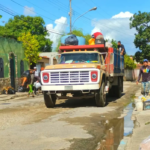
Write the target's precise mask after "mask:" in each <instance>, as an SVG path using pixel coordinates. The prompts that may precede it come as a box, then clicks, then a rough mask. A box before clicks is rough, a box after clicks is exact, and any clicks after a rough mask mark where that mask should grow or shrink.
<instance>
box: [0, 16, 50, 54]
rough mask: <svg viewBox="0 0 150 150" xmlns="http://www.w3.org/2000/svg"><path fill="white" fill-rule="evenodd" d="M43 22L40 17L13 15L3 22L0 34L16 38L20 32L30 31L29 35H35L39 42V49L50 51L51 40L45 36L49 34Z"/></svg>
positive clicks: (20, 34) (4, 36)
mask: <svg viewBox="0 0 150 150" xmlns="http://www.w3.org/2000/svg"><path fill="white" fill-rule="evenodd" d="M44 25H45V22H44V20H43V19H42V18H41V17H31V16H23V15H21V16H15V17H14V18H13V19H9V21H8V23H6V24H5V26H4V27H3V29H2V30H0V35H1V36H3V37H10V38H14V39H16V40H17V39H18V37H20V36H21V35H22V33H28V32H30V33H31V35H37V41H38V42H39V51H47V52H50V51H51V45H52V41H50V40H49V39H47V38H46V36H48V35H49V33H48V31H47V30H46V29H45V27H44Z"/></svg>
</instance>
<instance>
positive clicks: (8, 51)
mask: <svg viewBox="0 0 150 150" xmlns="http://www.w3.org/2000/svg"><path fill="white" fill-rule="evenodd" d="M12 55H13V56H14V70H15V89H16V90H17V88H18V86H19V85H20V77H21V71H20V68H21V65H20V62H21V60H22V61H23V62H24V71H25V70H28V69H29V65H28V63H27V62H26V61H24V57H25V56H24V49H23V47H22V43H21V42H18V41H16V40H14V39H9V38H4V37H0V58H2V60H3V62H4V63H3V69H4V78H3V77H2V78H0V93H1V91H2V89H3V87H7V86H11V80H10V58H11V56H12Z"/></svg>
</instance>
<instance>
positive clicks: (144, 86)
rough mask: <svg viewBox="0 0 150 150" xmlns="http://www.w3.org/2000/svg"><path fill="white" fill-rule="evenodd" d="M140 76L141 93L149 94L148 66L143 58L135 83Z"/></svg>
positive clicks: (149, 72) (138, 80)
mask: <svg viewBox="0 0 150 150" xmlns="http://www.w3.org/2000/svg"><path fill="white" fill-rule="evenodd" d="M141 76H142V84H141V94H143V95H145V96H147V95H148V94H149V84H150V83H149V81H150V66H149V65H148V60H147V59H144V60H143V66H142V67H141V68H140V72H139V77H138V80H137V82H136V83H137V85H138V83H139V81H140V79H141Z"/></svg>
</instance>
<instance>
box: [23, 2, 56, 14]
mask: <svg viewBox="0 0 150 150" xmlns="http://www.w3.org/2000/svg"><path fill="white" fill-rule="evenodd" d="M25 1H27V2H28V3H30V4H32V5H34V6H36V7H37V8H39V9H41V10H43V11H45V12H47V13H50V12H49V11H47V10H45V9H43V8H41V7H39V6H38V5H36V4H34V3H32V2H30V1H29V0H25ZM52 15H53V16H56V15H55V14H52ZM56 17H58V16H56Z"/></svg>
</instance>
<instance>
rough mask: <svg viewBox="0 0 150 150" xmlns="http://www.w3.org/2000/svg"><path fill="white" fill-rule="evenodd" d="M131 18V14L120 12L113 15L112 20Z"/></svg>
mask: <svg viewBox="0 0 150 150" xmlns="http://www.w3.org/2000/svg"><path fill="white" fill-rule="evenodd" d="M132 16H133V14H132V13H130V12H129V11H126V12H120V13H119V14H117V15H114V16H112V18H130V17H132Z"/></svg>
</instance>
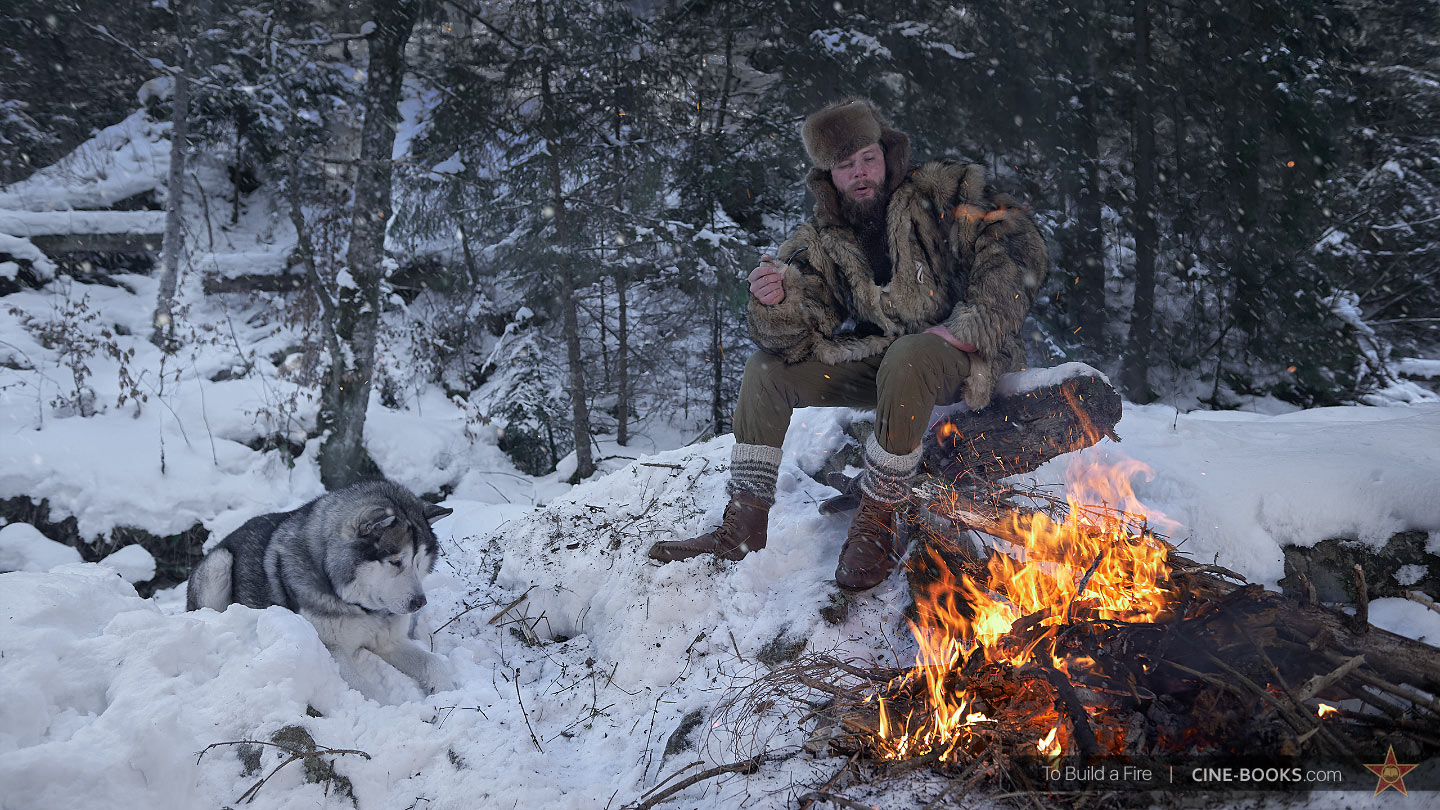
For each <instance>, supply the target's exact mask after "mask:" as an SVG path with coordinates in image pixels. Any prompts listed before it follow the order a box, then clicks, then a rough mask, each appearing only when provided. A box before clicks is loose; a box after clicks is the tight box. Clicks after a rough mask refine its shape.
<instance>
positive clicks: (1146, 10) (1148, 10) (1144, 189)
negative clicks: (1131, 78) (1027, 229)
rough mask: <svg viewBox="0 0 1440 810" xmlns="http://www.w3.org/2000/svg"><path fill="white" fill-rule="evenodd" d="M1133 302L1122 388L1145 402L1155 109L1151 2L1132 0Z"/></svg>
mask: <svg viewBox="0 0 1440 810" xmlns="http://www.w3.org/2000/svg"><path fill="white" fill-rule="evenodd" d="M1135 75H1136V88H1135V130H1136V133H1135V304H1133V306H1132V308H1130V337H1129V346H1128V350H1126V357H1125V392H1126V395H1128V396H1129V398H1130V399H1132V401H1135V402H1149V401H1151V391H1149V370H1151V342H1152V339H1153V331H1155V329H1153V323H1155V252H1156V242H1158V241H1159V235H1158V233H1156V229H1155V111H1153V107H1152V102H1153V99H1152V91H1153V88H1152V84H1151V10H1149V0H1136V1H1135Z"/></svg>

===============

• **Exercise directions**: Show the lines from the data above that contain the string "coordinates".

• **Final answer**:
Write the target's precise mask after "mask:" in each <instance>, as an SVG path using pixel coordinates. The prompts that may precede it come as a box, then clicks, then a rough mask. A box before clicks is rough, a box after clicks is exact, and any clicks after a rough mask mark where that mask should grow or shrink.
For each <instance>, supply the target's exact mask after "mask:" as an SVG path with coordinates in image pixels. Any prompts listed before it follow the order a box, then clicks, then a rough mask, each appearing only when provided. A box before clicks is loose; a box after clicks is the tight box. Clicks after a rough mask refine its shape.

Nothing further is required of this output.